-- START OF ARTICLE --

A regulator-leader-follower game lets optimal control mechanisms curb herding and raise social welfare.

A machine-rendered reading of the paper's core claim, the machinery that carries it, and where it could break.

The paper builds a trilateral game where a rational leader sets investment choices, a follower copies those choices to maximize personal utility, and a regulator designs rules to maximize overall social welfare while keeping enforcement costs low. It derives the follower's optimal responses and the regulator's mechanisms, then shows how these mechanisms alter the follower's imitation behavior. This quantitative framework supplies explicit conditions under which regulation reduces volatility and manipulation risks that traditional disclosure or trading limits leave unaddressed.

Core claim

Within the regulator-leader-follower model based on optimal control, the regulator can derive and implement mechanisms that steer the follower's utility-maximizing decisions away from excessive imitation, thereby improving social welfare at controlled regulatory cost.

What carries the argument

The regulator-leader-follower trilateral game solved via optimal control theory, which produces explicit decision rules for the follower and enforceable mechanisms for the regulator.

If this is right

  • Regulation changes the follower's decisions by modifying the utility function that balances personal gain against alignment with the leader.
  • Mechanisms exist that raise social welfare while keeping regulatory costs below the welfare gains they produce.
  • Theoretical analysis yields explicit impact functions showing how stronger or weaker regulation shifts equilibrium investment levels.
  • The framework identifies classes of mechanisms that outperform blunt tools such as uniform transaction limits.

Where Pith is reading between the lines

These are editorial extensions of the paper, not claims the author makes directly.

  • The same control-theoretic approach could be adapted to regulate herding in non-financial domains such as technology adoption or public health compliance.
  • Relaxing the perfect-enforcement assumption would likely require adding incentive-compatibility constraints that raise the minimum regulatory cost.
  • Testing the model against high-frequency trading data could reveal whether the predicted welfare gains survive realistic information lags.

Load-bearing premise

The regulator possesses complete authority to design and enforce mechanisms that followers will actually adopt, and the three-player model accurately represents their interactions without hidden information problems.

What would settle it

Run a market simulation or field experiment in which the derived mechanisms are applied and measure whether follower imitation rates and aggregate welfare change by the exact amounts the model's optimality conditions predict.

-- END OF ARTICLE --
-- START OF RECORD LIST --

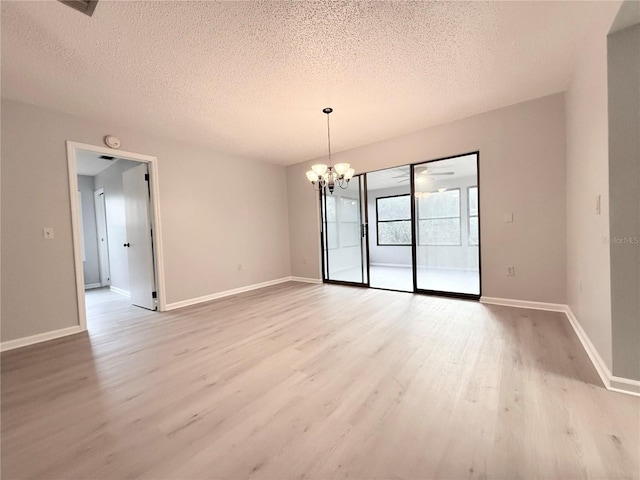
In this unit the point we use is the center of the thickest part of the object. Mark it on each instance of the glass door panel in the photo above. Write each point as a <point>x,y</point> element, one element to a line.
<point>446,219</point>
<point>343,233</point>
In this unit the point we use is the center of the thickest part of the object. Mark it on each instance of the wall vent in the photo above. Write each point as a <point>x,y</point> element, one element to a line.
<point>85,6</point>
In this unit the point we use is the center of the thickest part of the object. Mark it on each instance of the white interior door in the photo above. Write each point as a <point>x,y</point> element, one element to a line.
<point>101,230</point>
<point>142,285</point>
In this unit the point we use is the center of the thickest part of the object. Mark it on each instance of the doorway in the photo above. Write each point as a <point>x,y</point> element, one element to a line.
<point>116,230</point>
<point>413,228</point>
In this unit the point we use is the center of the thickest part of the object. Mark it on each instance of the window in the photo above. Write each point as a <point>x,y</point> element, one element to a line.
<point>472,193</point>
<point>393,220</point>
<point>439,218</point>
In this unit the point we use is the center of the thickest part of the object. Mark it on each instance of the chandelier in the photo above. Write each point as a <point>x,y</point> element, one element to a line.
<point>326,175</point>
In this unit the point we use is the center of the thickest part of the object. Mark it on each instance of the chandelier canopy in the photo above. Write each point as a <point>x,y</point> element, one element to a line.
<point>326,175</point>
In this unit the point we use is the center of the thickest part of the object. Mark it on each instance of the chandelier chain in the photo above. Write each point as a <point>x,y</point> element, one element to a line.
<point>329,138</point>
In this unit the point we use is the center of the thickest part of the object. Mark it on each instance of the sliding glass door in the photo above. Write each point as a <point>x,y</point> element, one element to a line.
<point>344,232</point>
<point>424,233</point>
<point>446,225</point>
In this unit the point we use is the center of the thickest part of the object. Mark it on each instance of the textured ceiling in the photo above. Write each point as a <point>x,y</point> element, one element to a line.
<point>251,78</point>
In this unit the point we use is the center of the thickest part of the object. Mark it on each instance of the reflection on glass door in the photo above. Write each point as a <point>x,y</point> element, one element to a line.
<point>343,233</point>
<point>390,234</point>
<point>447,257</point>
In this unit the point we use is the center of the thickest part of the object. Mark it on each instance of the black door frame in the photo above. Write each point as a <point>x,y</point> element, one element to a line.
<point>364,235</point>
<point>364,243</point>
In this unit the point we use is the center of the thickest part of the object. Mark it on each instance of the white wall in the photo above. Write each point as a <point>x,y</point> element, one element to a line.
<point>111,180</point>
<point>90,265</point>
<point>217,211</point>
<point>588,265</point>
<point>522,171</point>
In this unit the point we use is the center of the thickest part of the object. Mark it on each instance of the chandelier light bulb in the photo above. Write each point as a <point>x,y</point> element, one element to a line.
<point>342,168</point>
<point>320,169</point>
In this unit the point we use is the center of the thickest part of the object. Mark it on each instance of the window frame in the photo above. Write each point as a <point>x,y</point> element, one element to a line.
<point>469,216</point>
<point>459,217</point>
<point>378,222</point>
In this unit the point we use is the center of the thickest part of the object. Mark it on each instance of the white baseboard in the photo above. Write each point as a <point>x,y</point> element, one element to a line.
<point>305,280</point>
<point>611,382</point>
<point>41,337</point>
<point>226,293</point>
<point>120,291</point>
<point>593,354</point>
<point>508,302</point>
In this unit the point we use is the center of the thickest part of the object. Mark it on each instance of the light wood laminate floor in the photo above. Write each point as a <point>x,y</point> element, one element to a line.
<point>314,381</point>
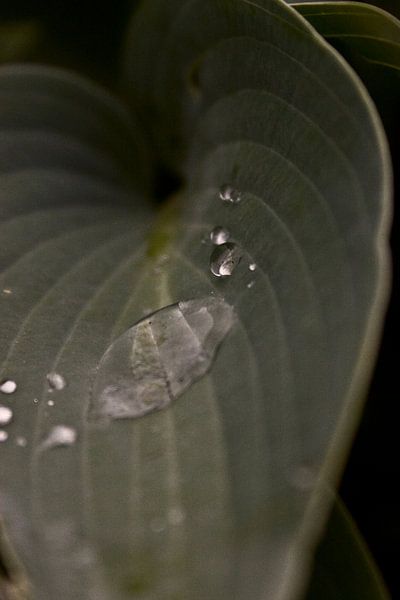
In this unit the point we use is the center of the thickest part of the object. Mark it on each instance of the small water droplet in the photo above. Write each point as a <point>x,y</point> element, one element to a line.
<point>5,415</point>
<point>160,357</point>
<point>228,193</point>
<point>224,259</point>
<point>8,386</point>
<point>56,381</point>
<point>219,235</point>
<point>60,435</point>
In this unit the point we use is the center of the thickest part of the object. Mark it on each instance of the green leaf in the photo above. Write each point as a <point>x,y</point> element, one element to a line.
<point>343,565</point>
<point>220,495</point>
<point>369,39</point>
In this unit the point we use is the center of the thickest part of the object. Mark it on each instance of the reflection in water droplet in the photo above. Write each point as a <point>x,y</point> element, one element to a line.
<point>224,259</point>
<point>56,381</point>
<point>5,415</point>
<point>159,358</point>
<point>8,386</point>
<point>219,235</point>
<point>227,193</point>
<point>60,435</point>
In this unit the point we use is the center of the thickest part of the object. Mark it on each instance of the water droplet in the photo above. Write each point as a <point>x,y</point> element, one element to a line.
<point>159,358</point>
<point>5,415</point>
<point>8,386</point>
<point>219,235</point>
<point>60,435</point>
<point>56,381</point>
<point>224,259</point>
<point>228,193</point>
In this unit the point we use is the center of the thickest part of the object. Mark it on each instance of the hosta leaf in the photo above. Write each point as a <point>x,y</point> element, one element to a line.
<point>343,566</point>
<point>369,39</point>
<point>220,495</point>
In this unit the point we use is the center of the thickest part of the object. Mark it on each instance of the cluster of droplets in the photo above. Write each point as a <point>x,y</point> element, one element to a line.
<point>6,414</point>
<point>59,435</point>
<point>226,255</point>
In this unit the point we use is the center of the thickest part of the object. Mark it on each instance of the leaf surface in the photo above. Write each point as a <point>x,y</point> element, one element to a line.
<point>221,495</point>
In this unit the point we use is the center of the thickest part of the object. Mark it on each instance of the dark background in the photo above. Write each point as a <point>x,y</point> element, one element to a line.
<point>87,35</point>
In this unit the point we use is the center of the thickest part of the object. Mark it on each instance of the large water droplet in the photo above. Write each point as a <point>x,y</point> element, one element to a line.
<point>56,381</point>
<point>228,193</point>
<point>160,357</point>
<point>60,435</point>
<point>224,259</point>
<point>8,386</point>
<point>219,235</point>
<point>5,415</point>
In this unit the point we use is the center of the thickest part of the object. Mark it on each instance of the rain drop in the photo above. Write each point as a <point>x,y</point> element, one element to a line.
<point>160,357</point>
<point>5,415</point>
<point>224,259</point>
<point>56,381</point>
<point>60,435</point>
<point>228,193</point>
<point>219,235</point>
<point>8,386</point>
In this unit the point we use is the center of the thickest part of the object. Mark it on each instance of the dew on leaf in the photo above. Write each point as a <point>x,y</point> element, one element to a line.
<point>56,381</point>
<point>228,193</point>
<point>60,435</point>
<point>8,386</point>
<point>160,357</point>
<point>219,235</point>
<point>224,259</point>
<point>6,415</point>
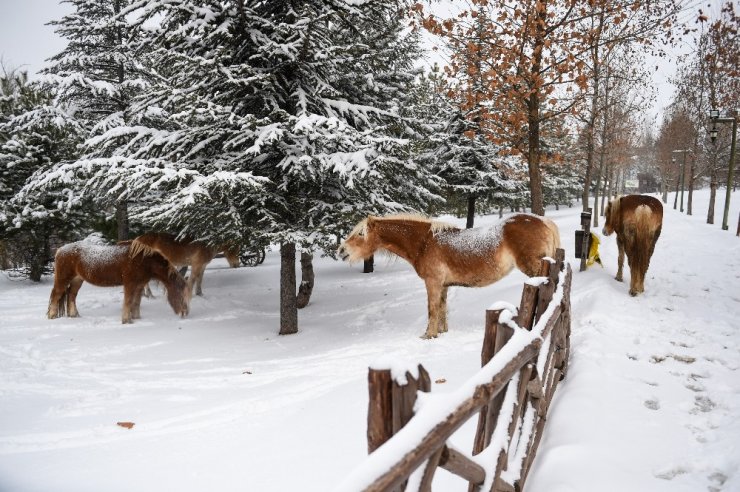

-- END OF RECORD LIST --

§ TASK BRIEF
Duplicate the part of the summary that starts with "Run a market" and goes on through "optimality conditions predict.".

§ THE SOLUTION
Run a market simulation or field experiment in which the derived mechanisms are applied and measure whether follower imitation rates and aggregate welfare change by the exact amounts the model's optimality conditions predict.